● **RECORDS SUPPLIED**:

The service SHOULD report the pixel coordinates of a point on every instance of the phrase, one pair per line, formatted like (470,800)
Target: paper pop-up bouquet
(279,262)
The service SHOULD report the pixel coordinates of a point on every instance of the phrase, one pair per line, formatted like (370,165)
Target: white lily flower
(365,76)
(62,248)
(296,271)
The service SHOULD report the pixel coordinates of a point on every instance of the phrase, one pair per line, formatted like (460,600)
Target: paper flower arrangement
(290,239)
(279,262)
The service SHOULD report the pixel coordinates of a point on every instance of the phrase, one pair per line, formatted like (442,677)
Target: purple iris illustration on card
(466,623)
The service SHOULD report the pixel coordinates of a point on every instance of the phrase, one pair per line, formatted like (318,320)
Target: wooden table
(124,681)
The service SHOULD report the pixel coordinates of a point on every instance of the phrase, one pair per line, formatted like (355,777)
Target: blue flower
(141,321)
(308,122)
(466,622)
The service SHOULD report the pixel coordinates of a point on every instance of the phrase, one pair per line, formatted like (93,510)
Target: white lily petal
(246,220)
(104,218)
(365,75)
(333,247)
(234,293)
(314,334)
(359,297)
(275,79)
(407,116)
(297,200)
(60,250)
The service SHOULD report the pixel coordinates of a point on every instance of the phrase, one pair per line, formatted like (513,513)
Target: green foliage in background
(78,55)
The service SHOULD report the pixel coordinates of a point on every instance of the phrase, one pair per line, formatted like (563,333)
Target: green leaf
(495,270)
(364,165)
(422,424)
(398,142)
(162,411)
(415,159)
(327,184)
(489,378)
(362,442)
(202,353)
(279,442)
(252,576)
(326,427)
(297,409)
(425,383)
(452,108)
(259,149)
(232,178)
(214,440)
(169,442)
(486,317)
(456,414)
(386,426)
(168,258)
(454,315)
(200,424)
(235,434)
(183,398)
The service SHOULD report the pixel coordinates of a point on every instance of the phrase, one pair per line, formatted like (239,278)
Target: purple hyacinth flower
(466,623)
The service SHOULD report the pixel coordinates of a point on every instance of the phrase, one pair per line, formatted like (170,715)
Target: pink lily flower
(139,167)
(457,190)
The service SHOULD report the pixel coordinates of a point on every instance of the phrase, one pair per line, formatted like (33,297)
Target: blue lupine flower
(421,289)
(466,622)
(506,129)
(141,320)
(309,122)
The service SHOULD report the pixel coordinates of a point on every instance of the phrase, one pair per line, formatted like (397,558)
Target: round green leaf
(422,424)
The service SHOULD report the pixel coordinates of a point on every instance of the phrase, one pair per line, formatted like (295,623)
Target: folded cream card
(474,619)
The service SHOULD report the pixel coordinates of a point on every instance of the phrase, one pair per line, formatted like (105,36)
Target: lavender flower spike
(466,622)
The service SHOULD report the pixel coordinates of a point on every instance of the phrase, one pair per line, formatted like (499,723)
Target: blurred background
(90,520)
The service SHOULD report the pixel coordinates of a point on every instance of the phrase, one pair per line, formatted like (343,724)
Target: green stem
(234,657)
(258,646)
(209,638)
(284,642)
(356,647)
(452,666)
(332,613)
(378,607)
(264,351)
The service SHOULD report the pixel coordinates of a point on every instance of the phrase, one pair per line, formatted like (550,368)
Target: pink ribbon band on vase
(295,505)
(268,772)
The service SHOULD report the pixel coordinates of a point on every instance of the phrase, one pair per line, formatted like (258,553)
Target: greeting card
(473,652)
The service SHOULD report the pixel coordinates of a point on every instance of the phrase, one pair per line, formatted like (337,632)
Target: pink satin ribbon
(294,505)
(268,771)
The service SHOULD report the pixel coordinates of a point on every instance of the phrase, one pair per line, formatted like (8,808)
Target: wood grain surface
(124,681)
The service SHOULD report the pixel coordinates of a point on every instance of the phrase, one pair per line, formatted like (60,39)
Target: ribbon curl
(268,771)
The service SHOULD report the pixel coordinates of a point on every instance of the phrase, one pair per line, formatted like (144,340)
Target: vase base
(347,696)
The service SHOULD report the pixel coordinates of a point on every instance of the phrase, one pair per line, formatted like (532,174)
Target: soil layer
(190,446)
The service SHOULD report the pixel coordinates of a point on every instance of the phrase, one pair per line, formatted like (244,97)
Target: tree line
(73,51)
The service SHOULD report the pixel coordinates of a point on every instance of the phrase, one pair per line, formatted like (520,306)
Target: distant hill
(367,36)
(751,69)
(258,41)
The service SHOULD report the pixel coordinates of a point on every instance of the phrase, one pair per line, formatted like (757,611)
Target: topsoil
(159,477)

● **EXERCISE**: Print all of the items above again, copying every line verbatim and in the same order.

● **EXERCISE SOLUTION**:
The service SHOULD report the pixel coordinates of a point on every instance of the phrase, one pair per line, formatted like (470,800)
Target: paper pop-up bouquet
(279,262)
The service SHOULD report the pixel coordinates of a point on every instance of the phrase, one pair per line, formatted like (370,165)
Target: white lily flower
(365,76)
(62,248)
(296,271)
The service SHOULD report the pixel coordinates of a point on every instance of the phrase, one pair per line, formatted like (460,600)
Target: paper flower arrangement
(290,239)
(279,262)
The service SHOULD report the pixel coordinates of a point on every instance of the phrase, one pair per line, formatted like (442,677)
Target: purple iris illustration on card
(466,623)
The service SHOULD report the pixel coordinates of a point on every instance of the phrase, one pair per line, formatted like (318,320)
Target: wooden table
(124,681)
The service SHOULD report the pixel coordinates of a point on every instance of the phrase, one pair per line, formatted like (355,777)
Target: blue flower
(141,321)
(308,122)
(466,622)
The service SHOULD report the pixel coordinates of a point on every instance of the phrase, one pair per line, formatted like (93,510)
Target: white lily petal
(246,220)
(104,218)
(365,75)
(333,247)
(234,293)
(314,334)
(359,297)
(275,79)
(407,116)
(297,200)
(60,250)
The service SHOULD report the pixel coordinates of a point on every instance of the phrase, one pair per line, formatted like (513,513)
Target: green foliage in background
(78,55)
The service SHOULD report the pixel coordinates of a point on every instance of the phrase, one pair per line, formatted like (563,333)
Target: green leaf
(495,270)
(364,165)
(422,424)
(398,142)
(162,411)
(415,159)
(327,184)
(489,378)
(362,442)
(202,353)
(279,442)
(252,576)
(326,427)
(297,409)
(425,383)
(452,108)
(259,149)
(232,178)
(214,440)
(169,442)
(486,317)
(456,414)
(386,426)
(168,258)
(454,315)
(200,424)
(235,434)
(183,398)
The service SHOULD report the pixel coordinates of a point on every instance of the phrase, one pair per line, formatted like (239,278)
Target: purple hyacinth flower
(466,623)
The service SHOULD report the pixel coordinates of a point on every instance of the phrase, one pair per line, formatted like (170,715)
Target: pink lily flower
(139,167)
(457,190)
The service SHOULD report the pixel coordinates of a point on every instance of the phrase, one pair per line, formatted like (33,297)
Target: blue lupine flower
(421,289)
(466,622)
(506,129)
(141,320)
(309,122)
The service SHOULD report the pixel coordinates of a point on every instance of the phrase, one pair per line, formatted like (397,558)
Target: round green leaf
(422,424)
The service SHOULD report the pixel coordinates of a point on every instance of the phrase, one pair per line, formatted like (295,623)
Target: folded cream card
(474,619)
The service SHOULD report the pixel coordinates of a point on every instance of the phrase, one pair per line, formatted like (105,36)
Target: lavender flower spike
(466,622)
The service SHOULD report the pixel coordinates of a point on every instance of the phrase, one pair per line, formatted like (499,723)
Target: blurred background
(90,520)
The service SHOULD report the pixel coordinates of a point on every instance of the phrase, one pair per line, formatted like (343,724)
Target: green stem
(234,657)
(258,646)
(209,638)
(284,642)
(356,647)
(452,666)
(332,613)
(378,607)
(264,351)
The service SHOULD report the pixel coordinates of a point on every instance of the phrase, one pair per line, formatted like (550,368)
Target: pink ribbon band on vase
(295,505)
(268,772)
The service SHOULD report the pixel coordinates of a point on every instance of the phrase, one pair per line, formatted like (258,553)
Target: greeting card
(473,652)
The service SHOULD report the pixel coordinates of a point on every instance of the phrase, one pair per line, formatted like (337,632)
Target: pink satin ribbon
(294,505)
(268,771)
The service SHOULD report the pixel coordinates of a point on every instance of the phrase, one pair per line, formatted like (8,808)
Target: wood grain surface
(124,681)
The service SHOULD report the pixel coordinates of a point on every instance of the phrase, one pair per line, formatted like (60,39)
Target: ribbon curl
(268,771)
The service SHOULD report the pixel coordinates of a point on every instance of the phrase, one pair per line, formatted like (144,340)
Target: vase base
(347,696)
The service SHOULD report the pixel coordinates of a point on every instance of the phrase, one pair per line, formatted like (532,174)
Target: soil layer
(190,446)
The service SHOULD report the pixel coordinates of a point on every instance of the phrase, one pair per line, formatted like (244,97)
Target: tree line
(73,51)
The service SHOULD report the pixel coordinates of a point on every instance of the phrase, one pair per line, formatted like (520,306)
Target: distant hill
(367,36)
(751,69)
(258,41)
The service SHOULD report the pixel coordinates of a point on every instance of the phrase, one pair per line, formatted like (757,611)
Target: topsoil
(159,477)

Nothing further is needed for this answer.